**** Passage provided

From this definition alone we find that language models must also be capable of all the implicit tasks present in the training dataset. For example, suppose the training data contained the phrase ‘two plus two equals four’. Given the input ‘two plus two equals’ the function must return ‘four’ if it has minimized the negative log-likelihood of that token. Now suppose the training data also contains the phrase ‘four plus one equals five’ and that now we give the unseen phrase ‘two plus two plus one equals’ and our function returns a token. If our function is sufficiently generalizable, we are almost guaranteed to return ‘five’ because the internal representation of ‘two plus two’ is nearly equivalent to ‘four’ and the model has already learned that ‘four plus one equals five’.

It has been empirically observed that models with more parameters are generally better at these implicit natural language tasks, which typically lie under the umbrella definition of ‘reasoning’ problems. There are a few explanations for why this could be: firstly, larger models entail higher-dimensional space, such that gradient descent is more biased towards generalization, secondly because more parameters imply greater ‘memory’ such that the model can learn more complicated representations of an input (ie ‘three’ being both a word and an implicit number) and thirdly because it is apparent that biological neural networks require a very large number of neurons to deal with language relative to other tasks, such as object recognition.

But when we have observed that although larger models (~1 billion as opposed to 100 million parameters) tend to have less repetition, they are no noticeably better at input representation than smaller models (~100M parameters). Do even larger models fail to exhibit accurate input representation? We can investigate by observing the ability of our gradient descent procedure to autoencode an input from transformer models of a trained GPT-J model, which contains ~6B parameters. To save memory, we can load the parameters in 8-bit format using bitsandbytes

load_8bit = True
tokenizer = AutoTokenizer.from_pretrained("EleutherAI/gpt-j-6b")

********
**** Data provided

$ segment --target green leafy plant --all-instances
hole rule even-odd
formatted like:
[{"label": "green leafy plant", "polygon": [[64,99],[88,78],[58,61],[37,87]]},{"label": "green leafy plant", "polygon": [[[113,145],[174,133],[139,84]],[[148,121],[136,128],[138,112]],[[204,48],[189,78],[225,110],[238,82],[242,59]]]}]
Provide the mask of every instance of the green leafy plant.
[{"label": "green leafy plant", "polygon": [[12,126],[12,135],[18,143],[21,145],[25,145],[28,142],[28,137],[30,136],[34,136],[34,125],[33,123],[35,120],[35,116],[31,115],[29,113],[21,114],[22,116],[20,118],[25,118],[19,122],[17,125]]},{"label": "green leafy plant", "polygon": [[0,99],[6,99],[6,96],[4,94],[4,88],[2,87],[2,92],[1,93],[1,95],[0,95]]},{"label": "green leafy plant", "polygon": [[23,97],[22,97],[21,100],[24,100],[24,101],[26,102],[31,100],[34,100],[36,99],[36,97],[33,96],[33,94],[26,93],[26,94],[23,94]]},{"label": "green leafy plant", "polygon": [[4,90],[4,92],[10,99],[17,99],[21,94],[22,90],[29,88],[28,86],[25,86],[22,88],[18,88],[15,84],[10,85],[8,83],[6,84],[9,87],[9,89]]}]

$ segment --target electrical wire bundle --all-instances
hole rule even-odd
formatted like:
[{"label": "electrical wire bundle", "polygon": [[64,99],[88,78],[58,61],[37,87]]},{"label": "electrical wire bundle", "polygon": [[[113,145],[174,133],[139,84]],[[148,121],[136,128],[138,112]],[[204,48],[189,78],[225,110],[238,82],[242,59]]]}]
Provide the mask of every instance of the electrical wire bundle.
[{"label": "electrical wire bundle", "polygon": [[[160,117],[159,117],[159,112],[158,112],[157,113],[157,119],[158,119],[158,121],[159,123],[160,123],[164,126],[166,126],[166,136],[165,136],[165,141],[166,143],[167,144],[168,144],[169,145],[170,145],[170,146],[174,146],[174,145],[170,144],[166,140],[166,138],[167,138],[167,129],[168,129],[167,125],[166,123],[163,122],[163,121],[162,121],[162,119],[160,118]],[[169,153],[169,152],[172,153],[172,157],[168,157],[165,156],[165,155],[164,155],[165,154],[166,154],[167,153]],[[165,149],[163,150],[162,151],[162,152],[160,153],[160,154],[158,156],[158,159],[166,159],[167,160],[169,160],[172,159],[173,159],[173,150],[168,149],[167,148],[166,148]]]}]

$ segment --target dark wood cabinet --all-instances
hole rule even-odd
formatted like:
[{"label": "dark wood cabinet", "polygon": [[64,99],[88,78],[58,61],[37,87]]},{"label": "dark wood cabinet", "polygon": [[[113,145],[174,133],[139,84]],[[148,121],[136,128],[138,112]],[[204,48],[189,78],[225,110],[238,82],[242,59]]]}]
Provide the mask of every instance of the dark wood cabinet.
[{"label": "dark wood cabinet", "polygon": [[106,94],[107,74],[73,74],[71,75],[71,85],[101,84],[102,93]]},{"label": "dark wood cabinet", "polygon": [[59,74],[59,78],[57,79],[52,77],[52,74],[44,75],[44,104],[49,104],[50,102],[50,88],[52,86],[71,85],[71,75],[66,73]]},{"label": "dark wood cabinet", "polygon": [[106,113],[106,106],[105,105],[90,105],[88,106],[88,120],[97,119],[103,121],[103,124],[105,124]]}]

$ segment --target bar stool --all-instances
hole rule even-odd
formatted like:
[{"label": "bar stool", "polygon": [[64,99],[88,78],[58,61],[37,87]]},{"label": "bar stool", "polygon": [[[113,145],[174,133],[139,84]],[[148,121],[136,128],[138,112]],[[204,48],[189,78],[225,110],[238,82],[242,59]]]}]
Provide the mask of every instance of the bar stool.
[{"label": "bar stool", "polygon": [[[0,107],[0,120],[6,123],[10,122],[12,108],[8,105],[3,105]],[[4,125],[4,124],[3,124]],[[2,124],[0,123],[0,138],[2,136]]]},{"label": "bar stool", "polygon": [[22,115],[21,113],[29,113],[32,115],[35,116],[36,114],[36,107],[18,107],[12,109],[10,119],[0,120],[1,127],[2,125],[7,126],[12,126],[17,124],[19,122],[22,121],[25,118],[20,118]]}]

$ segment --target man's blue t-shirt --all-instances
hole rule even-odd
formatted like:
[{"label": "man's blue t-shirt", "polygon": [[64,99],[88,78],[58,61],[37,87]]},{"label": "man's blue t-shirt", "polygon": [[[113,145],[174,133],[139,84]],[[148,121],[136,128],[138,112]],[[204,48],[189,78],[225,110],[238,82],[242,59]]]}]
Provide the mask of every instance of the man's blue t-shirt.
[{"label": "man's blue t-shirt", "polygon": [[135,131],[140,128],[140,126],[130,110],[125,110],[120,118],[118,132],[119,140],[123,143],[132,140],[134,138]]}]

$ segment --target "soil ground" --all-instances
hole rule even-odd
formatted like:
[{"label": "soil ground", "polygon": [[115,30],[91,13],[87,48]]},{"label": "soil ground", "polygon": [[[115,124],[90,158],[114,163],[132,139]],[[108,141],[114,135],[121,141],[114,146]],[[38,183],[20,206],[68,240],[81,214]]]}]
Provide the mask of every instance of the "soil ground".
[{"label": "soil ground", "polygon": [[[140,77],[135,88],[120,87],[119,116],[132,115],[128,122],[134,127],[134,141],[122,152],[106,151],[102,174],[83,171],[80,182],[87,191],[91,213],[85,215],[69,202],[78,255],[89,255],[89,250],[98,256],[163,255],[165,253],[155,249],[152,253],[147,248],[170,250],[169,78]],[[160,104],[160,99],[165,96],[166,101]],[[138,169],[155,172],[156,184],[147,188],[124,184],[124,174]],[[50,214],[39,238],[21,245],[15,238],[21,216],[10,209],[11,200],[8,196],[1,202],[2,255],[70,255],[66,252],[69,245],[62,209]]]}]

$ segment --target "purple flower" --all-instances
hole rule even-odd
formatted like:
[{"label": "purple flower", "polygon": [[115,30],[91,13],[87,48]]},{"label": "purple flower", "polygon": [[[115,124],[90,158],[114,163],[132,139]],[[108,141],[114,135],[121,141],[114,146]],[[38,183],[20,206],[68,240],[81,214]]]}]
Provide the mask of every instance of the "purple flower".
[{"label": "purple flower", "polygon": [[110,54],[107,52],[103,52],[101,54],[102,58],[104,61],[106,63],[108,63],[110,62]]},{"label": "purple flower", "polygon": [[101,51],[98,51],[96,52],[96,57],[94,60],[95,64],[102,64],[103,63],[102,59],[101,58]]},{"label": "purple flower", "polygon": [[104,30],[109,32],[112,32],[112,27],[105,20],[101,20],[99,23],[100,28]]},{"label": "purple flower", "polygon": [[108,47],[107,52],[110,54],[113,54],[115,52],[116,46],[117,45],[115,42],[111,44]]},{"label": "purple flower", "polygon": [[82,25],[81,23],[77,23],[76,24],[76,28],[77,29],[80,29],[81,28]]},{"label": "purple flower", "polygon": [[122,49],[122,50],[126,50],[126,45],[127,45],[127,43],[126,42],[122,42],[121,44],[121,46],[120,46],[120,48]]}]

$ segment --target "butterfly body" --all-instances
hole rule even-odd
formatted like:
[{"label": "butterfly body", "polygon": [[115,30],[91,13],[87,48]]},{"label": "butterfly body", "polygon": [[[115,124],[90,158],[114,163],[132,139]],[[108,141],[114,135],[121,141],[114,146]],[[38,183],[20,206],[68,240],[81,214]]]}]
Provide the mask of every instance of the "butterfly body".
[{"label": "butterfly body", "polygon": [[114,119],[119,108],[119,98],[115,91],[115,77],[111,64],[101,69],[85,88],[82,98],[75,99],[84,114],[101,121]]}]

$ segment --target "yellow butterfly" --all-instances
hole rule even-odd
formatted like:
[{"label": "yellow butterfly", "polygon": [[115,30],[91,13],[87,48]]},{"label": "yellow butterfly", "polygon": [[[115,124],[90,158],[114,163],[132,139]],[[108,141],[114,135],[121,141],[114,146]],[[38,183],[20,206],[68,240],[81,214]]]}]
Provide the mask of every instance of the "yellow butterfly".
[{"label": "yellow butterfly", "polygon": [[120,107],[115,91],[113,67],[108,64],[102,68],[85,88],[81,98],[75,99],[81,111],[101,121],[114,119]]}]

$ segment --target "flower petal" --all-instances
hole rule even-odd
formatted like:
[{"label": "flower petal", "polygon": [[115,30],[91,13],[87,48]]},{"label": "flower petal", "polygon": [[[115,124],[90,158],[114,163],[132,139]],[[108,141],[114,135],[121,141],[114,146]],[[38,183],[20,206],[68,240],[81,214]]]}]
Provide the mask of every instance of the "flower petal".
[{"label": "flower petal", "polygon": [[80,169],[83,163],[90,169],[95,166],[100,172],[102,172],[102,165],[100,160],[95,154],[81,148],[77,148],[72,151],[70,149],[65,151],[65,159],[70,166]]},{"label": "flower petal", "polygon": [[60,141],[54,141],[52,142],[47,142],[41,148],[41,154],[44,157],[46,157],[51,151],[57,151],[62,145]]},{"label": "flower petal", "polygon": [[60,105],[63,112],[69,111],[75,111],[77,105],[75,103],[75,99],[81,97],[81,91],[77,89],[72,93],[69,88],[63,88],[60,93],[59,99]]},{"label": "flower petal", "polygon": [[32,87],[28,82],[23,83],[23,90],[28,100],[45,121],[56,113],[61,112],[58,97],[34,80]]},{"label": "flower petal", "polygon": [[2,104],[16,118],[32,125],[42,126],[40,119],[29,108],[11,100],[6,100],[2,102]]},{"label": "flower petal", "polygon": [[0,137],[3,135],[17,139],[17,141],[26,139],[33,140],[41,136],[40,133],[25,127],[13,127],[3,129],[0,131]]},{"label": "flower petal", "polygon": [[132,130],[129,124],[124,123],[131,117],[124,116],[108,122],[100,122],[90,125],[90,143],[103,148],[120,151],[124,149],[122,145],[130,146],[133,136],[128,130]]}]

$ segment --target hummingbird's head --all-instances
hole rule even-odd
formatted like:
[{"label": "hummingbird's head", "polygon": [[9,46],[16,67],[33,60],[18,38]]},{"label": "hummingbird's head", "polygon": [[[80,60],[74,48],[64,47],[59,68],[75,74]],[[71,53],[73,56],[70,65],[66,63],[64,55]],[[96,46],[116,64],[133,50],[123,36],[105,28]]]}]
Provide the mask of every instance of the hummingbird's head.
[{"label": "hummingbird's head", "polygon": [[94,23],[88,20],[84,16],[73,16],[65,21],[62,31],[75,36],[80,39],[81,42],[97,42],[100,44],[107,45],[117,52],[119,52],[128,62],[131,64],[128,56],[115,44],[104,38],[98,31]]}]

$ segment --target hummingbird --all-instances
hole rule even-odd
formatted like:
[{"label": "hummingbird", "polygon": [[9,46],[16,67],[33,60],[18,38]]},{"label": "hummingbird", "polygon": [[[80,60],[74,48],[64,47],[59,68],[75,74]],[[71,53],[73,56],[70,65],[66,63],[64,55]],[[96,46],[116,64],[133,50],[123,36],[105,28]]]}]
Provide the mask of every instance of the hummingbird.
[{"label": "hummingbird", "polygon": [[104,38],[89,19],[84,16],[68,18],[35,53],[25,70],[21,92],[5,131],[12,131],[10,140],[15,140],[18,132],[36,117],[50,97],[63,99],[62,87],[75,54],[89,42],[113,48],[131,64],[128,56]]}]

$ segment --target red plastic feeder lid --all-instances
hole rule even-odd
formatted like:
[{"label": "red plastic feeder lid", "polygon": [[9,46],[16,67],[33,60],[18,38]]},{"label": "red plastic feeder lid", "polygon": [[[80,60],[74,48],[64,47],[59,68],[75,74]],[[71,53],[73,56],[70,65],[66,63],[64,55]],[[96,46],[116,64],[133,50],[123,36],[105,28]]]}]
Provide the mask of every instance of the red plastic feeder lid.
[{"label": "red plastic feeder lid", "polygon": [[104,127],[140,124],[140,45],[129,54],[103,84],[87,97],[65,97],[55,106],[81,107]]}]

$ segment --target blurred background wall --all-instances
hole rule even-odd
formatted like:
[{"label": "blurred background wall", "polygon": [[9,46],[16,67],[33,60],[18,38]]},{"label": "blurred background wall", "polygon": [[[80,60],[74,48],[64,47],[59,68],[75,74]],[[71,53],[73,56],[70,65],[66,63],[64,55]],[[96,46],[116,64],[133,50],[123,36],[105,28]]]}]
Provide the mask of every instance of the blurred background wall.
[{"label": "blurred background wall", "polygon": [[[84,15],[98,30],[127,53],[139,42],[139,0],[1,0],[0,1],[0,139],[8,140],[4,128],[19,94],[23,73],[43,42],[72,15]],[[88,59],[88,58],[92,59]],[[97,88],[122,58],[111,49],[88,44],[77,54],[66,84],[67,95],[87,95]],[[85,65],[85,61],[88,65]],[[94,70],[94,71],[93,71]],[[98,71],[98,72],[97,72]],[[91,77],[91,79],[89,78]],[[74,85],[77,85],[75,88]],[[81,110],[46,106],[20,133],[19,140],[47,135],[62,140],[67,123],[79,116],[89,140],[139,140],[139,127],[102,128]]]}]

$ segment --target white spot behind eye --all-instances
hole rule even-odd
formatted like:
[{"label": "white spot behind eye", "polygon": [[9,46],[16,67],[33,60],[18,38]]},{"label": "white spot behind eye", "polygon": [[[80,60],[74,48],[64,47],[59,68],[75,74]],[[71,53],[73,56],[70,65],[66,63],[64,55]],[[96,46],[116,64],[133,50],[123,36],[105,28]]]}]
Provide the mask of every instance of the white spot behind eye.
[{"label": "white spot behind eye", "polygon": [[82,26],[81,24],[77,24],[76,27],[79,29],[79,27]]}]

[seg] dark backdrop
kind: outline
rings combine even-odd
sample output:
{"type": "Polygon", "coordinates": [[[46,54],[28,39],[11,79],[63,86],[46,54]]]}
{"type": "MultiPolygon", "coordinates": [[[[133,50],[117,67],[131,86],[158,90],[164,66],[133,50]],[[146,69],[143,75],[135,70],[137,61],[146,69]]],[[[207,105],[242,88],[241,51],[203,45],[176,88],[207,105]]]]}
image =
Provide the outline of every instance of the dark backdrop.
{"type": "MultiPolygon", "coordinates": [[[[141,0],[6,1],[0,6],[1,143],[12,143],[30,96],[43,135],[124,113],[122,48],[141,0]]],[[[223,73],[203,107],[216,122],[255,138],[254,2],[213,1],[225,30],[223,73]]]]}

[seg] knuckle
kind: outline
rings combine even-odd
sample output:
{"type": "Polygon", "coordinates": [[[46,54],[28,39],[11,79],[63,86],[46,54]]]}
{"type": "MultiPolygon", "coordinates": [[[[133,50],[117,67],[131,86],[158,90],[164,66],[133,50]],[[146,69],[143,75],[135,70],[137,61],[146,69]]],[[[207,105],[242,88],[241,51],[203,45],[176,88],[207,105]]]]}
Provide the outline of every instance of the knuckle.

********

Questions to answer =
A) In the passage on language models, why would a model that generalizes well return 'five' when given 'two plus two plus one equals'? Answer in one to three sentences.
B) Continue the passage on language models, picking up after its last line, which loads the tokenizer for "EleutherAI/gpt-j-6b".

Answer set =
A) The model's internal representation of 'two plus two' is nearly the same as its representation of 'four'. It has also already learned from the training data that 'four plus one equals five'.

B)
model = AutoModelForCausalLM.from_pretrained("EleutherAI/gpt-j-6b", load_in_8bit=load_8bit, device_map='auto')

GPT-J, like Llama and other transformer models used today, employs Rotary Positional Encoding that is applied to each attention module (introduced by Su and colleagues). This means that there is no wpe transformation to invert, but we instead have to supply the appropriate positional information as position_ids to each transformer block. Using the indirect input generation method in which gradient descent is performed on the first hidden layer before the resulting tensor is inverted, the modifed version of a trained GPT-J model may be specified as follows

class AbbreviatedGPT(nn.Module):

    def __init__(self, model):
        super().__init__()
        self.model = model

    def forward(self, x: torch.Tensor):
        position_ids = torch.tensor([i for i in range(x.shape[1])])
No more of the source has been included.